### What needs to be done
Please find every line in the records below that contains the word "mountain", and copy it.

◆ ◆ ◆ ◆ ◆ ◆ ◆

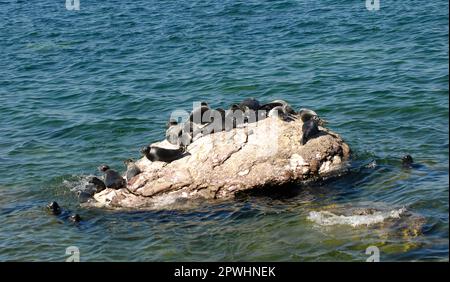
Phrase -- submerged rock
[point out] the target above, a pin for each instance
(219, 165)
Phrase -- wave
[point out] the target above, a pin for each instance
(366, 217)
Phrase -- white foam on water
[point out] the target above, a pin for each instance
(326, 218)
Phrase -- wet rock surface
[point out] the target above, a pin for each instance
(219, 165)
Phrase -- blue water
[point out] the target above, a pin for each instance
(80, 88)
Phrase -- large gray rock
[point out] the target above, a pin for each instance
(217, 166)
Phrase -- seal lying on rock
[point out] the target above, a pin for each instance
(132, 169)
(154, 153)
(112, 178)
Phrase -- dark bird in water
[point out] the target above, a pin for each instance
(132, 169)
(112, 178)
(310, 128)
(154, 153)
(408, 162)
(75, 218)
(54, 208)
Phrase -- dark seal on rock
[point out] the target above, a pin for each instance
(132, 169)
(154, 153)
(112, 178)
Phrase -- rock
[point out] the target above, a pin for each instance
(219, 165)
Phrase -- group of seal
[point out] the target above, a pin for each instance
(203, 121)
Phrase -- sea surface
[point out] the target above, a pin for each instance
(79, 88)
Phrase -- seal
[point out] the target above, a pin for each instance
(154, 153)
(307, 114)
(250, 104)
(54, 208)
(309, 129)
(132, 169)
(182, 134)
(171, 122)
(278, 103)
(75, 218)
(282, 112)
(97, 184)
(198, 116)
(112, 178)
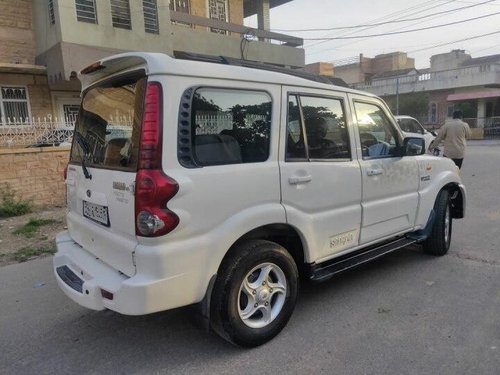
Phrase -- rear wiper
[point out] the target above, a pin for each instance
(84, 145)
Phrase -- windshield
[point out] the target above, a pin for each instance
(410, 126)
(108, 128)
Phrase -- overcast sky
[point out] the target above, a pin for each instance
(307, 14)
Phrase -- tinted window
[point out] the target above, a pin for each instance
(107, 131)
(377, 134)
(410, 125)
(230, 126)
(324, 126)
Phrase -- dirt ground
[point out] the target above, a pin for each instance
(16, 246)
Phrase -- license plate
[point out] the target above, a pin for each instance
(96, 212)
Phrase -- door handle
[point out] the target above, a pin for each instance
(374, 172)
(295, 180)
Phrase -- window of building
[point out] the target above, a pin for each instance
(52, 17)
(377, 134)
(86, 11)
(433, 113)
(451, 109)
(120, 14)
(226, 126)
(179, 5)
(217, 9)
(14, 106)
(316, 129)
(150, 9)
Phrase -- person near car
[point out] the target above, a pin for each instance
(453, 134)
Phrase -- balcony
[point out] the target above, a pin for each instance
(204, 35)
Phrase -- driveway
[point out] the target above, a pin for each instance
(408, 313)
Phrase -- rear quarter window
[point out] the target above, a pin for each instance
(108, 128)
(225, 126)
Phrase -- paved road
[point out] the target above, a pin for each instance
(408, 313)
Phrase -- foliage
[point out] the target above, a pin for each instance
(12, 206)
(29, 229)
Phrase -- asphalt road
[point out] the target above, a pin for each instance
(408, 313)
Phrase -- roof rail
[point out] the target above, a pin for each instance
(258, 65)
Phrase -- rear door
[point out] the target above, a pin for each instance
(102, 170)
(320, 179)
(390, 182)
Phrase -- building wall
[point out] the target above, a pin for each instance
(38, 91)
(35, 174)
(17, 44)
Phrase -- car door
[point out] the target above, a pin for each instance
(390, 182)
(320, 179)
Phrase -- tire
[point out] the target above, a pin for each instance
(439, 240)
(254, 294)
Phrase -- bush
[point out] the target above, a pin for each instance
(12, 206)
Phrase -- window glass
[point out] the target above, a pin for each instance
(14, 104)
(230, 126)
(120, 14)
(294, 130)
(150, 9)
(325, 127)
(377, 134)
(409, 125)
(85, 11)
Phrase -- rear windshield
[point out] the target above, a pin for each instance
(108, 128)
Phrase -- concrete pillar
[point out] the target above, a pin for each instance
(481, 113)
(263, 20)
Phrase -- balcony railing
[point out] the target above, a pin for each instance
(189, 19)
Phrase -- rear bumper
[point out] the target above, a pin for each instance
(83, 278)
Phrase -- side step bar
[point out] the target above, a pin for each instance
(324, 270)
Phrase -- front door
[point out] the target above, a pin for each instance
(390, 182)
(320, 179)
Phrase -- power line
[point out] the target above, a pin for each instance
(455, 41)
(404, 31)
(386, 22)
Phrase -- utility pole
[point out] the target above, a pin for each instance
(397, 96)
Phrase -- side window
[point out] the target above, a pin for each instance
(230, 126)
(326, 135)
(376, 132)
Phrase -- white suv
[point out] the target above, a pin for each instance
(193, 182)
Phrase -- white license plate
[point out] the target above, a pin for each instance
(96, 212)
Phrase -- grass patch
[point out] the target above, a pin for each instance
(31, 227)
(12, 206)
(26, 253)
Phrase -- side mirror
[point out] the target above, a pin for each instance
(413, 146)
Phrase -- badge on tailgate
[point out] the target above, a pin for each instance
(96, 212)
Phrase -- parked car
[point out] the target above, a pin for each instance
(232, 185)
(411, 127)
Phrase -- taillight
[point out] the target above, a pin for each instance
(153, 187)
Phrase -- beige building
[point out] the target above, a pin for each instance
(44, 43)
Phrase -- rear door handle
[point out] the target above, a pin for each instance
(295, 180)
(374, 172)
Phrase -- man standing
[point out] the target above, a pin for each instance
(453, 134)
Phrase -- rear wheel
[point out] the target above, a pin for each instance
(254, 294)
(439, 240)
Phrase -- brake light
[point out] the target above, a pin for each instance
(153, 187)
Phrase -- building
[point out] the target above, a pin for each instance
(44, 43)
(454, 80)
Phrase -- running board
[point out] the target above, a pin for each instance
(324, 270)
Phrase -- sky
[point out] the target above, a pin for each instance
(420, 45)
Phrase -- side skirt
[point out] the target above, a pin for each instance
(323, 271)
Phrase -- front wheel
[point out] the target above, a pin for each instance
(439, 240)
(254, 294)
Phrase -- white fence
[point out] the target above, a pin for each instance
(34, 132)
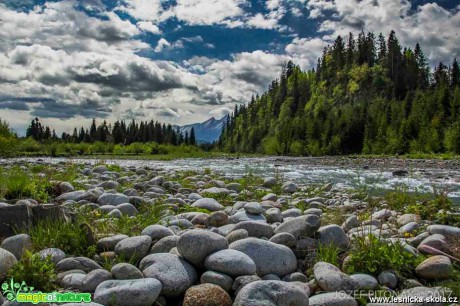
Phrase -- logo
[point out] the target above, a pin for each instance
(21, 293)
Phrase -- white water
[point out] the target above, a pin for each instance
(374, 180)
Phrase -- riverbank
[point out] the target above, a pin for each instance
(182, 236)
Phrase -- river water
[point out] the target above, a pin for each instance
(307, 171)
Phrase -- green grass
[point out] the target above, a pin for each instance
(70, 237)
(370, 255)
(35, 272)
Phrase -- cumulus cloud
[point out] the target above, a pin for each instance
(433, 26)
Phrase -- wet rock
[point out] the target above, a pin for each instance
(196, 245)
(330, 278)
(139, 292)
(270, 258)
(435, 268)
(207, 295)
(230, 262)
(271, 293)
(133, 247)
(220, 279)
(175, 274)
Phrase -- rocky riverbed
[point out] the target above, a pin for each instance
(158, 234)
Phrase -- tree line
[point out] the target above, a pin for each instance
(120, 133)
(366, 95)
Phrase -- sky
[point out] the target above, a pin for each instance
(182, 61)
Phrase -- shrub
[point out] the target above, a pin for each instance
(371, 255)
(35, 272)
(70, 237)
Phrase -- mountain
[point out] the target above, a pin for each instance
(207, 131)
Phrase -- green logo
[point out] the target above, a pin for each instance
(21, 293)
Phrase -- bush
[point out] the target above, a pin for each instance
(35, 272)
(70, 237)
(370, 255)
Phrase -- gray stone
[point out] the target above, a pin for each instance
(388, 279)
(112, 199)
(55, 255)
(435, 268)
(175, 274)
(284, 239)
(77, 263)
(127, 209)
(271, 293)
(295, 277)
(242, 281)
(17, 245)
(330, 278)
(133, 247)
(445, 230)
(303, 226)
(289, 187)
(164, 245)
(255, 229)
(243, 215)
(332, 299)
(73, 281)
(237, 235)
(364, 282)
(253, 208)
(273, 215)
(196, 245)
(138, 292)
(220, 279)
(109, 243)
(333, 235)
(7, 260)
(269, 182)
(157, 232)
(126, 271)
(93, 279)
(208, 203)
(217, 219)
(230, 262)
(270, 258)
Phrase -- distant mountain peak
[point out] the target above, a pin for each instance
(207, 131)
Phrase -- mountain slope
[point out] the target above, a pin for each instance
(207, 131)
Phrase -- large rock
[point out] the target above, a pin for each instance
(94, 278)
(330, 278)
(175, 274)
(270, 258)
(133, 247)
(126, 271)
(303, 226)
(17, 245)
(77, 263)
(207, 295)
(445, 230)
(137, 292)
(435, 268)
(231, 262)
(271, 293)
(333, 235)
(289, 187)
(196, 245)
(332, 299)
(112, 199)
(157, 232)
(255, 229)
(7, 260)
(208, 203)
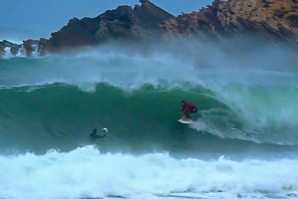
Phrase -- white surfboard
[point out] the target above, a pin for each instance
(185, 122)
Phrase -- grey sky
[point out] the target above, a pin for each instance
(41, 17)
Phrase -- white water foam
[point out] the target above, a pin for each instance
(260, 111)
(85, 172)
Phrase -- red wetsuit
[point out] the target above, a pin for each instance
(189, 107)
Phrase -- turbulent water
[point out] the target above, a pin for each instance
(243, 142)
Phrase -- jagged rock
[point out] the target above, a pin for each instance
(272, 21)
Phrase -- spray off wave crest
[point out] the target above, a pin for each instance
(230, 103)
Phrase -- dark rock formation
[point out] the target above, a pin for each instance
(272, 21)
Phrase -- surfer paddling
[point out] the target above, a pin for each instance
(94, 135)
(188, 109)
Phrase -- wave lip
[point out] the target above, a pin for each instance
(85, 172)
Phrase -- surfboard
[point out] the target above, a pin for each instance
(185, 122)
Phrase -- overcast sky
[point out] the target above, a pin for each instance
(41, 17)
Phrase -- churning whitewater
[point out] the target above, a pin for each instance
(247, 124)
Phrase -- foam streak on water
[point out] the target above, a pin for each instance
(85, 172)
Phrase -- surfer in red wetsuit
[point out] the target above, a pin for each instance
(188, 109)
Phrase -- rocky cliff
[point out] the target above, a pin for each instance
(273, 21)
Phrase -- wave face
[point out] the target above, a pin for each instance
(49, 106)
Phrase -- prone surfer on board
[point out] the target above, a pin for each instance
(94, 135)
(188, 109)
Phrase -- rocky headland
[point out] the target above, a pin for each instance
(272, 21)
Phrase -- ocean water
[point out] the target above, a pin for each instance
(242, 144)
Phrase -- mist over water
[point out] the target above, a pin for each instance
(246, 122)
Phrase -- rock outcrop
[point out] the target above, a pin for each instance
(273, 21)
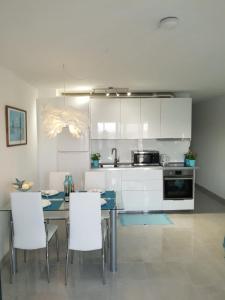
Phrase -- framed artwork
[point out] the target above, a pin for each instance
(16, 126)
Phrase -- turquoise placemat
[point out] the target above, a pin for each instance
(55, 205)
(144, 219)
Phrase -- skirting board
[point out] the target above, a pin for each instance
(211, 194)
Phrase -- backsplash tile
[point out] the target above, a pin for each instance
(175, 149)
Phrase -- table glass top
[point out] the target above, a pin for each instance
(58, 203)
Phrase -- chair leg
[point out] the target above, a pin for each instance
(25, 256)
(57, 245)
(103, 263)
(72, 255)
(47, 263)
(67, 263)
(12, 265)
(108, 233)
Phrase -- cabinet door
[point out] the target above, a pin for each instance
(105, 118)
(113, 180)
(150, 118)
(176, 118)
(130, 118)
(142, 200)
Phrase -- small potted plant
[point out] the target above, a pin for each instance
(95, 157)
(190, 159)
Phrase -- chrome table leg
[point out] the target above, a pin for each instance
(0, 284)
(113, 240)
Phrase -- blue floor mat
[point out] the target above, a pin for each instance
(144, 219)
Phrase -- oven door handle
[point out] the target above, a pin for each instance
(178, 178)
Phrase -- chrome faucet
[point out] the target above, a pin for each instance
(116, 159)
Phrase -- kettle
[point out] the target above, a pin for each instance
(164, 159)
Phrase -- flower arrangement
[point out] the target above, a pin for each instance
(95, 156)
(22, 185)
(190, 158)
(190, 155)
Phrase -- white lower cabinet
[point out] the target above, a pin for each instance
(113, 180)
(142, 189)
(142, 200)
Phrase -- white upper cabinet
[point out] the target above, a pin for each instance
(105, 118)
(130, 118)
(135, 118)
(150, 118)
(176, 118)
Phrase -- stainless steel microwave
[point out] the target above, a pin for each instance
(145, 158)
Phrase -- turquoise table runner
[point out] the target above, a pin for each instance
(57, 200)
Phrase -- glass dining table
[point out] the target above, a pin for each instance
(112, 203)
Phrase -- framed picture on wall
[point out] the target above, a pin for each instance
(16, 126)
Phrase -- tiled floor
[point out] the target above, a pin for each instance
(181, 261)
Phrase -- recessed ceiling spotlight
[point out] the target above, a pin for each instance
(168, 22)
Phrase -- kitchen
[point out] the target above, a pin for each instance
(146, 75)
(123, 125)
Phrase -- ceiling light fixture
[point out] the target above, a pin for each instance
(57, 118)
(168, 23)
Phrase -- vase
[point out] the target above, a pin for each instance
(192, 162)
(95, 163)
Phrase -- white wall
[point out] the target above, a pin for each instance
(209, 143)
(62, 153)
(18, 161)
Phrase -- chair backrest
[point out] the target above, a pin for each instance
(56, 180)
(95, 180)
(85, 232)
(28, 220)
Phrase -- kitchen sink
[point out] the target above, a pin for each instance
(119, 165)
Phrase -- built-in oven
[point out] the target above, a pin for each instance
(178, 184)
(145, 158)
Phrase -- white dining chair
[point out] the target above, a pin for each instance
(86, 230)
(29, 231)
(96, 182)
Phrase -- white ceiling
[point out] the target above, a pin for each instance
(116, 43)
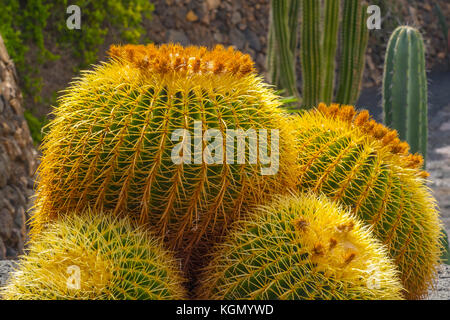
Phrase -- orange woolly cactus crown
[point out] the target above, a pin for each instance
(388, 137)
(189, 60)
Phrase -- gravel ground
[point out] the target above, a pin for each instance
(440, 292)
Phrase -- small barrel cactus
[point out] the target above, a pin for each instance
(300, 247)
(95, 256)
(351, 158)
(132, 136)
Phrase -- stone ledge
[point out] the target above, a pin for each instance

◆ ◆ ◆ ◆ ◆ ◆ ◆

### Completed exercise
Phrase -- mountain
Phrase -- distant mountain peak
Phrase -- mountain slope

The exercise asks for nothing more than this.